--- WHAT YOU SHOULD DO ---
Rewrite the records below, replacing each occurrence of "sample form" with "example format" and leaving every other character unchanged.

--- THE RECORDS ---
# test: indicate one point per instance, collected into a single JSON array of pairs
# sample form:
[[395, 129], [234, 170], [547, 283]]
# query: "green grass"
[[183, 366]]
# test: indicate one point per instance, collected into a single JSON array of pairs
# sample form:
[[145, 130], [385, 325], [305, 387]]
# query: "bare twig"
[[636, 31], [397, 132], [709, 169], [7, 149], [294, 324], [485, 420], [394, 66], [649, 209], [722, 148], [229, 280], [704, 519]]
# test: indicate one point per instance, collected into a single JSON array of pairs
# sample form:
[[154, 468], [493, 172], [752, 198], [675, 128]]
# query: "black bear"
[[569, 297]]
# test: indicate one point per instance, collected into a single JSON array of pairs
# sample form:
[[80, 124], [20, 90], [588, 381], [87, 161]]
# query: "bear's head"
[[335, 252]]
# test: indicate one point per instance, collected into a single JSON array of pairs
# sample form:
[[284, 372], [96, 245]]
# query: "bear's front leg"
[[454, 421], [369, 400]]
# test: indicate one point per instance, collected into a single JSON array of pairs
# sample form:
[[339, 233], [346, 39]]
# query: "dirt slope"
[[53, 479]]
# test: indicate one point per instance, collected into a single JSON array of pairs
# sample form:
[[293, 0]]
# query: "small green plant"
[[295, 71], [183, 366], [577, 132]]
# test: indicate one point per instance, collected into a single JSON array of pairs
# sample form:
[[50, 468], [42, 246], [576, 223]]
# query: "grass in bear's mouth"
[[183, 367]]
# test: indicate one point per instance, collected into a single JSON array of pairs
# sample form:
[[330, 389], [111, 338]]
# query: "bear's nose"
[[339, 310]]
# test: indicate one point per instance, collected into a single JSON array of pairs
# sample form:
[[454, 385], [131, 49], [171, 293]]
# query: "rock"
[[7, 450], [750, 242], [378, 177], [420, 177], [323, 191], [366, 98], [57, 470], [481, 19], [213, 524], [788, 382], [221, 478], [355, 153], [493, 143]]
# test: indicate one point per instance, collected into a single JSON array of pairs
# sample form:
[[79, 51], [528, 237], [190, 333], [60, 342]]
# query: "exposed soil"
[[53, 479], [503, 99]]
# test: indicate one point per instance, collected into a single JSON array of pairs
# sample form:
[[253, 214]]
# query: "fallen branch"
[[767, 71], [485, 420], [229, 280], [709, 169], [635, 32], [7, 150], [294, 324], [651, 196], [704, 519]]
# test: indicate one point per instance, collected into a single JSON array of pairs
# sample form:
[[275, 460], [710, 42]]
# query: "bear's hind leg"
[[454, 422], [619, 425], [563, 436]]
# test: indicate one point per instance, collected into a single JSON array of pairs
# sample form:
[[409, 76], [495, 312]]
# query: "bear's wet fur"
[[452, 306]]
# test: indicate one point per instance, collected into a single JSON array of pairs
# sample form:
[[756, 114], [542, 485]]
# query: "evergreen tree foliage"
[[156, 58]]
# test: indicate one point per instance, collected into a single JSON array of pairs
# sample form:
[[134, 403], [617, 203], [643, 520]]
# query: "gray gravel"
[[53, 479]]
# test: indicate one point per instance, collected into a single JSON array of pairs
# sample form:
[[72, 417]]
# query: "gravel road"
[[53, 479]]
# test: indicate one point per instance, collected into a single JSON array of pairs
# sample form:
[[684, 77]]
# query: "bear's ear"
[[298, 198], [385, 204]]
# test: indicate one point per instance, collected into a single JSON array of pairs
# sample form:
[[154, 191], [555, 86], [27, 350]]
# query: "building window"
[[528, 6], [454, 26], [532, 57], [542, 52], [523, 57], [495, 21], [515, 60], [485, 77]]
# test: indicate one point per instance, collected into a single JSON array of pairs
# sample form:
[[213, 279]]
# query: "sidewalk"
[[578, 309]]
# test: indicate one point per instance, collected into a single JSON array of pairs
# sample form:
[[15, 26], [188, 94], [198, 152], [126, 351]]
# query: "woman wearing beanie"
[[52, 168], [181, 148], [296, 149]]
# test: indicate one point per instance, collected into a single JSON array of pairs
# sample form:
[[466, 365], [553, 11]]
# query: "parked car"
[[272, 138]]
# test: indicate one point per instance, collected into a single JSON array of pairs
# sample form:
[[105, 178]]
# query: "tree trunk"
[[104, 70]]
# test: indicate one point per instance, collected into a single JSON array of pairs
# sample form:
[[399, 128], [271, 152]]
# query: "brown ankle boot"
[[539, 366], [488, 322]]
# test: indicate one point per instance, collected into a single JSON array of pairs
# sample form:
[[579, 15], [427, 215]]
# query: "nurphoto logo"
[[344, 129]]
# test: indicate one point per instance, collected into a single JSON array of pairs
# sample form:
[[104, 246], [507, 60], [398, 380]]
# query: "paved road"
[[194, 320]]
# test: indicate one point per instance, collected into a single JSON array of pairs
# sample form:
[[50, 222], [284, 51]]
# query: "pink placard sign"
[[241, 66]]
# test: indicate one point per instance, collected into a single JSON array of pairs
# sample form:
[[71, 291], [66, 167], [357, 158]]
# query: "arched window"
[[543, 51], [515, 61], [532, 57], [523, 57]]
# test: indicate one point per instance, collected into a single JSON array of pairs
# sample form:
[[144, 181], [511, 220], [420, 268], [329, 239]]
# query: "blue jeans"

--- FULL SOLUTION ---
# test: indicate one point per instance, collected into a single JSON array of pairs
# example format:
[[395, 129], [234, 170], [547, 283]]
# query: "green grass"
[[183, 366]]
# test: indicate one point per instance, collected into a single JSON array of pairs
# example format:
[[145, 130], [385, 325], [305, 387]]
# query: "bare twig"
[[636, 31], [397, 132], [709, 169], [7, 149], [294, 324], [485, 420], [394, 66], [649, 209], [722, 148], [229, 280], [704, 519]]
# test: indicate one point per instance, collected into a single JSON array of pairs
# example format:
[[154, 468], [493, 172], [752, 198], [675, 128]]
# query: "black bear"
[[569, 297]]
# test: indicate one point per instance, collected into a single JSON array of pairs
# example format:
[[80, 124], [20, 90], [588, 381], [87, 161]]
# query: "bear's head"
[[335, 252]]
# test: indicate one point per instance, collected into a single JSON array of pairs
# example format:
[[284, 372], [96, 245]]
# query: "bear's front leg"
[[454, 421], [369, 400]]
# test: indicate one point per instance, collected into a single JSON array of pairs
# example format:
[[339, 233], [346, 39]]
# query: "dirt slope"
[[53, 479]]
# test: indicate one point per instance, collected into a single JSON array of pairs
# example format:
[[293, 0]]
# query: "small green plant"
[[295, 71], [183, 366], [577, 132]]
# test: indicate one point per instance, collected into a single JSON array of pairs
# example format:
[[50, 468], [42, 246], [576, 223]]
# query: "grass in bear's mouth"
[[183, 367]]
# test: indicate one point per instance, collected into a single JSON array of pairs
# example format:
[[330, 389], [111, 338]]
# query: "bear's nose"
[[339, 310]]
# test: indicate one point per instance, collected into a single JSON array of pairs
# example format:
[[454, 385], [131, 49], [171, 293]]
# query: "rock"
[[7, 450], [750, 242], [378, 177], [420, 177], [323, 191], [366, 98], [57, 470], [481, 19], [213, 524], [788, 382], [221, 478], [355, 153], [493, 143]]
# test: indicate one point per instance, collected into a single JSON array of pairs
# example format:
[[79, 51], [528, 237], [190, 333], [60, 342]]
# query: "exposed soil"
[[53, 479], [503, 99]]
# test: indicate one point per instance, collected into a single JSON array of pairs
# example format:
[[253, 214]]
# query: "fallen branch"
[[767, 71], [485, 420], [229, 280], [709, 169], [635, 32], [7, 150], [294, 324], [651, 196], [704, 519]]
# test: indicate one point per instance, collected into a single JSON array of pairs
# example format:
[[275, 460], [710, 42]]
# query: "bear's hind leg"
[[454, 422], [619, 425], [563, 436]]
# test: indicate one point per instance, collected into a single JSON array of pairs
# example format:
[[409, 76], [495, 312]]
# query: "bear's wet fur"
[[452, 306]]
# test: indicate one point per instance, collected into a single JSON array of pairs
# example format:
[[756, 114], [542, 485]]
# query: "evergreen tree foliage"
[[156, 58]]
# test: indicate one point per instance, collected into a single JSON array of pairs
# example format:
[[134, 403], [617, 203], [643, 520]]
# query: "gray gravel"
[[53, 479]]
# test: indicate one point per instance, collected into a single JSON array of pairs
# example format:
[[72, 417]]
# query: "gravel road"
[[53, 479]]
# test: indicate one point per instance, collected into a single JSON array of pairs
# example format:
[[684, 77]]
# query: "bear's ear"
[[298, 198], [385, 204]]
# test: indicate one point per instance, collected into a single JSON array of pairs
# example format:
[[154, 191], [555, 86], [27, 350]]
# query: "building window"
[[528, 6], [454, 26], [532, 57], [542, 52], [523, 57], [495, 21], [515, 60], [485, 77]]
# test: indicate one point per instance, collected into a single JSON array of pairs
# example format:
[[213, 279]]
# query: "sidewalk"
[[578, 309]]
# test: indicate one point per instance, collected into a single JSON array of pairs
# example format:
[[15, 26], [188, 94], [198, 152], [126, 351]]
# query: "woman wearing beanie"
[[52, 168], [181, 148], [296, 149]]
# test: indicate one point per instance, collected into a single JSON array of pairs
# example format:
[[466, 365], [553, 11]]
# query: "parked car"
[[272, 138]]
# test: indicate one point per instance, collected into a single JSON array of pairs
# example format:
[[105, 178]]
# query: "tree trunk"
[[104, 70]]
# test: indicate one point per instance, collected into a single JSON array of pairs
# example format:
[[399, 128], [271, 152]]
# query: "brown ankle boot"
[[539, 366], [488, 322]]
# test: indicate one point per instance, collected into a single JSON array of pairs
# example format:
[[579, 15], [427, 215]]
# query: "nurphoto logo"
[[344, 129]]
# test: indicate one point per instance, collected into a single JSON array of pairs
# example format:
[[104, 246], [507, 60], [398, 380]]
# query: "paved road"
[[194, 320]]
# test: indicate one point per instance, collected into a single JSON array of pairs
# example format:
[[50, 222], [284, 51]]
# query: "pink placard sign"
[[241, 66]]
# test: indicate one point per instance, collected into a single JSON array of pairs
# example format:
[[71, 291], [66, 167], [357, 158]]
# query: "arched window"
[[543, 51], [515, 61], [532, 57], [523, 57]]
# test: indicate one point per instance, collected into a single JSON array of pairs
# example format:
[[144, 181], [511, 220], [420, 268], [329, 239]]
# query: "blue jeans"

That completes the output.